> Task requirements:
A: In the passage on early American presidential elections, how many states were holding popular elections for Electoral College delegates by 1824?
B: Carry on the passage on early American presidential elections after its last sentence, in the same style.

> Supplied passage:
════════════════════
In the first two Presidential elections, George Washington ran unopposed. But by 1796, when Washington announced that he would not run for a third term, the polity had divided into parties, a development that the Electoral College was not designed to accommodate. One Federalist complained that he hadn’t chosen his elector “to determine for me whether John Adams or Thomas Jefferson is the fittest man for President. . . . No, I choose him to act, not to think.” To better delegate their electors, Federalists and Republicans in Congress began meeting in a caucus where they decided their party’s Presidential nominee.
Early American Presidential elections were not popular elections, not only because the vote was mainly restricted to white male property owners but also because delegates to the Electoral College were elected by state legislatures. The legislative caucus worked only as long as voters didn’t mind that they had virtually no role in electing the President, a situation that lasted for a while since, after all, most people living in the United States at the time were used to having a king. But a new generation of Americans objected to this arrangement, dubbing it “King Caucus.” “Under what authority did these men pretend to dictate their nominations?” one citizen asked in 1803. “Do we send members of Congress to cabal once every four years for president?” New states entering the union held conventions to draft state constitutions, in which they adopted more democratic arrangements. This put pressure on old states to revise their own constitutions. By 1824, eighteen out of twenty-four states were holding popular elections for delegates to the Electoral College. Between 1824 and 1828, the electorate grew from fewer than four hundred thousand people to 1.1 million. Men who had attended the constitutional convention in 1787 shook their gray-haired heads and warned that Americans had crowned a new monarch: “King Numbers.”
════════════════════
> Extracted data:
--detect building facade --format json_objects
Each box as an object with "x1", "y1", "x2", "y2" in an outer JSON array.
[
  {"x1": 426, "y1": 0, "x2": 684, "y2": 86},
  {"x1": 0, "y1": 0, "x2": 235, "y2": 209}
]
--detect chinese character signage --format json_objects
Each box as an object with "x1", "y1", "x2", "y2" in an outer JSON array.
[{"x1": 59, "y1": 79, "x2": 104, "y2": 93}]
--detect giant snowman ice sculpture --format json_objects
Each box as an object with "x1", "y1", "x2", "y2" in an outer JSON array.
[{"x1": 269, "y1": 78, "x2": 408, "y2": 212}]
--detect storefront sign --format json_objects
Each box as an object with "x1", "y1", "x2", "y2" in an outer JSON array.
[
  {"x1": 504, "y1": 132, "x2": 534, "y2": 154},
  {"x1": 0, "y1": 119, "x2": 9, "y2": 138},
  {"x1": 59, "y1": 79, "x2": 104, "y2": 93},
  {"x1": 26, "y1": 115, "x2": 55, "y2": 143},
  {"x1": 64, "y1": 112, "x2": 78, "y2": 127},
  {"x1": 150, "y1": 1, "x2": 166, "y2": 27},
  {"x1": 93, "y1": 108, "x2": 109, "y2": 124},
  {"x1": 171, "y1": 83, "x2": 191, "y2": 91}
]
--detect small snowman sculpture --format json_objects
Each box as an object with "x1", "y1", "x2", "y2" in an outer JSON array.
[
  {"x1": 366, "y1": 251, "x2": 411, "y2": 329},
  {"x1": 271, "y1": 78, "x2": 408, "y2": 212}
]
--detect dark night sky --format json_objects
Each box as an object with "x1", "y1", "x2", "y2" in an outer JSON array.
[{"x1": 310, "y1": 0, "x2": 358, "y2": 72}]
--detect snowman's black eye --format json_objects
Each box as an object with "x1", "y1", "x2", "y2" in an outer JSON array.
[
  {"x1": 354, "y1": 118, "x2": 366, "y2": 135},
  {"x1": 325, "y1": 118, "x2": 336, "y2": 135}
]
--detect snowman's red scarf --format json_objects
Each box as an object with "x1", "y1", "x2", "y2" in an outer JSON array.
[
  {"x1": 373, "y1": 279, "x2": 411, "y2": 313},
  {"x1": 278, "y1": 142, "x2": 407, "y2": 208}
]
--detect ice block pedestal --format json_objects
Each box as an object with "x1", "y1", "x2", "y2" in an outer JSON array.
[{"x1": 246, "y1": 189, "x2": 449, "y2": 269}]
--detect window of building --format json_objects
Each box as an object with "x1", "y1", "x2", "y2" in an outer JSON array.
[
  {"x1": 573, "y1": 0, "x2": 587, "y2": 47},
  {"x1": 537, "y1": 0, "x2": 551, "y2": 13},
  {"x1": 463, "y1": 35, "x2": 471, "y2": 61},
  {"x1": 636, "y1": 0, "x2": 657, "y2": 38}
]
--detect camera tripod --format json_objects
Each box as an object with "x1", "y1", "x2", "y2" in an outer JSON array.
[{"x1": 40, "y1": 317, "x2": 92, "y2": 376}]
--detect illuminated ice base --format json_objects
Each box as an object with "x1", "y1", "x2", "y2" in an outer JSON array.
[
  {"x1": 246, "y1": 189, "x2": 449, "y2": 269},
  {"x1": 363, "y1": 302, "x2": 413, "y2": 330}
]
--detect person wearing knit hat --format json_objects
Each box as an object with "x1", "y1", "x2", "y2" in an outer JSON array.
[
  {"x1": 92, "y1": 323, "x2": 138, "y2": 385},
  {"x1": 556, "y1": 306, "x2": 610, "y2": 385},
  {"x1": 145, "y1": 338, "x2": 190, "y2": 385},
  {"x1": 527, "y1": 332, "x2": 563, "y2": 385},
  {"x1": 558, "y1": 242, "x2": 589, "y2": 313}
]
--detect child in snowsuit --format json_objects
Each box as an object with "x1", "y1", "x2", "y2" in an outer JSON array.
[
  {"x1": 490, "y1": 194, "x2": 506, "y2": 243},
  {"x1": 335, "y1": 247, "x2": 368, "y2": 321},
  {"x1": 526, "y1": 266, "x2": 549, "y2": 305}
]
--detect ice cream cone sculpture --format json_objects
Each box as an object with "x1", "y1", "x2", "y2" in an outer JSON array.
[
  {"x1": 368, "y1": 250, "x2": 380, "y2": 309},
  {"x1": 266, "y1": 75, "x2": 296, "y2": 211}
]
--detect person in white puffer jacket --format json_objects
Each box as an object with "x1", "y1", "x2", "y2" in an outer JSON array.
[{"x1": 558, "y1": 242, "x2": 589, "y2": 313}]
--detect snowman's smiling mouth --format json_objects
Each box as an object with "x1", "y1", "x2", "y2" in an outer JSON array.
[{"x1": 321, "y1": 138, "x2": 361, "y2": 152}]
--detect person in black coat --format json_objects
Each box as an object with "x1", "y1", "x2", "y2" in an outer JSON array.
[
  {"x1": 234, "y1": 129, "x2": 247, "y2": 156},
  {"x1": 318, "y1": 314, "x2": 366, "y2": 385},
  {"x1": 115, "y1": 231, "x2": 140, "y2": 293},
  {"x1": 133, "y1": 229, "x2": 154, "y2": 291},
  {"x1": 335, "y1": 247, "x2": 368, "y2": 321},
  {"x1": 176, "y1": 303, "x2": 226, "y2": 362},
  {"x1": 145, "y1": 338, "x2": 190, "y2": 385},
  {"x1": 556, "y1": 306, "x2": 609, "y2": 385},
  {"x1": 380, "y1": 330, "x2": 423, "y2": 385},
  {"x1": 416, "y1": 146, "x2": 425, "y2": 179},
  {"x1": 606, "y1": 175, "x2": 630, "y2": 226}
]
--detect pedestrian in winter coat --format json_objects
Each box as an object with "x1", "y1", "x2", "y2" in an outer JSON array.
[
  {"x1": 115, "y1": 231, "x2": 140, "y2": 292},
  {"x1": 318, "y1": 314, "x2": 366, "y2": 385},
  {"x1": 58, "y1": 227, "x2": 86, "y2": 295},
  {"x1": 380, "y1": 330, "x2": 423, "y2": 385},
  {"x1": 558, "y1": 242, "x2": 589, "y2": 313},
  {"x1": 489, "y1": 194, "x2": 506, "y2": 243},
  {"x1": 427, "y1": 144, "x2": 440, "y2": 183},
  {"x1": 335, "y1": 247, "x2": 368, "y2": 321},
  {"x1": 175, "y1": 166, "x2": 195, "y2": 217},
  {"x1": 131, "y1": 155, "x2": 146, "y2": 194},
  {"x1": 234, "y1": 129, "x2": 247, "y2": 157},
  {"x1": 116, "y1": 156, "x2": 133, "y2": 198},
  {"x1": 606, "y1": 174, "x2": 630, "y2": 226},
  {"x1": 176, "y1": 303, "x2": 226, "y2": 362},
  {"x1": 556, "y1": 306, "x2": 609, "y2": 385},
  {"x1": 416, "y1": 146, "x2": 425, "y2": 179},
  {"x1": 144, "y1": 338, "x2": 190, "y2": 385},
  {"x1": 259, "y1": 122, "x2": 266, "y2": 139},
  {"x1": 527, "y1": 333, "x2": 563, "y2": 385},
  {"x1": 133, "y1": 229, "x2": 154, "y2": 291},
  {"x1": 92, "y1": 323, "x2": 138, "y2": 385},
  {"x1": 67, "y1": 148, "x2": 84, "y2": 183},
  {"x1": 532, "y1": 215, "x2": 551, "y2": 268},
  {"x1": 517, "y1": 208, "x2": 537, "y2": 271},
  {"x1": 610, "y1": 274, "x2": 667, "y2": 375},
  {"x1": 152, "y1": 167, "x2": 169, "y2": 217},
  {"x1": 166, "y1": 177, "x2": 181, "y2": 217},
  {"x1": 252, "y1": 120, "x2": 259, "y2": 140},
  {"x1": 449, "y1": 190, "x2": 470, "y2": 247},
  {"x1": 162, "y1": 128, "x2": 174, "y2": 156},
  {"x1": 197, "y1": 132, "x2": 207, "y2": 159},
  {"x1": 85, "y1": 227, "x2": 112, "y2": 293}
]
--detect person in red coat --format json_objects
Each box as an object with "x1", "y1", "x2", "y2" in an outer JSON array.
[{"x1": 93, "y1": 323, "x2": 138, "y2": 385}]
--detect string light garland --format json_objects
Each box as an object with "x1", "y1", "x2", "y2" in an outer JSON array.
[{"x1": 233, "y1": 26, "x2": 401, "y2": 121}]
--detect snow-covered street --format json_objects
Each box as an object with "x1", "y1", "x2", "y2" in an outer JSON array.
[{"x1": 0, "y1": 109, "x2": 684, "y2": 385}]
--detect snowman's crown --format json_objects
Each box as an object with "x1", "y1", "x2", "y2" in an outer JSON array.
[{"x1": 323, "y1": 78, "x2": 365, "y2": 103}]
════════════════════
> Expected answers:
A: Eighteen out of twenty-four.

B:
That king still sits on his throne. “The first principle of our system,” Andrew Jackson, of Tennessee, insisted, is “that the majority is to govern.” The Electoral College couldn’t be undone except by a constitutional amendment. But the legislative caucus could be. The first call for the beheading of King Caucus came in 1822, in the pages of the New York American. Two years later, after the press learned about a caucus meeting to be held in the House, only sixty-six out of two hundred and forty legislators were willing to appear before a disgruntled public, which flooded the galleries shouting, “Adjourn! Adjourn!” And so it did.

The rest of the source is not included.